SBI's bloodstain pattern analysis not accredited
Posted August 4, 2010
Updated August 5, 2010
RALEIGH, N.C. — The work of North Carolina’s bloodstain pattern analysis program doesn’t have the stamp of approval from a national accrediting group, and the man taking over the State Bureau of Investigation wants to know why.
The State Bureau of Investigation has never sought accreditation for the program’s work from the American Society of Crime Lab Directors/Laboratory Accreditation Board, said Ralph Keaton, executive director of the board.
“I have no idea why they haven’t,” said Keaton, who retired in 1995 as deputy assistant director of the SBI crime lab.
That’s one of the issues the new SBI director will look into, Noelle Talley, spokeswoman for the state Attorney General’s Office, said Wednesday in an e-mail. Greg McLeod, the legislative liaison for Attorney General Roy Cooper, is expected to take over the SBI next week.
Last week, Cooper suspended the work of the six agents who analyze bloodstain patterns. Talley didn’t immediately respond to a question about whether Cooper was concerned that the SBI had never sought accreditation for the program. She did say the program, which is part of the SBI’s field work, couldn’t be accredited as long it remains outside the lab’s purview because ASCLD/LAB only accredits crime labs.

Referring expression pointing data:

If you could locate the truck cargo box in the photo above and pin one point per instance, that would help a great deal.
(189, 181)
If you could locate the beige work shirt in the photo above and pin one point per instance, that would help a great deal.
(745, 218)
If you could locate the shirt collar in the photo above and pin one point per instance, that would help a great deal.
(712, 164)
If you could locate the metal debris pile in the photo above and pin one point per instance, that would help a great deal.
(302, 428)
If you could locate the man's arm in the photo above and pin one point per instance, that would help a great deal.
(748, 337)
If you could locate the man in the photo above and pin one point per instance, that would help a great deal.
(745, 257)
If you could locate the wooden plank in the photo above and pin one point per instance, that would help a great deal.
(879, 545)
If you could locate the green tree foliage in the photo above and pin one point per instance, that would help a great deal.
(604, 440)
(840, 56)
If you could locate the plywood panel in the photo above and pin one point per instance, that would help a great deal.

• [EXERCISE INSTRUCTIONS]:
A - According to the article, in what year did Ralph Keaton retire from the SBI crime lab?
B - Please write out the article again, starting at "The State Bureau of Investigation has" and ending at "SBI next week.", and switch "spokeswoman" to "spokesperson".
The data have no connection to the article.

• [EXERCISE RESULTS]:
A - 1995

B -
The State Bureau of Investigation has never sought accreditation for the program’s work from the American Society of Crime Lab Directors/Laboratory Accreditation Board, said Ralph Keaton, executive director of the board.
“I have no idea why they haven’t,” said Keaton, who retired in 1995 as deputy assistant director of the SBI crime lab.
That’s one of the issues the new SBI director will look into, Noelle Talley, spokesperson for the state Attorney General’s Office, said Wednesday in an e-mail. Greg McLeod, the legislative liaison for Attorney General Roy Cooper, is expected to take over the SBI next week.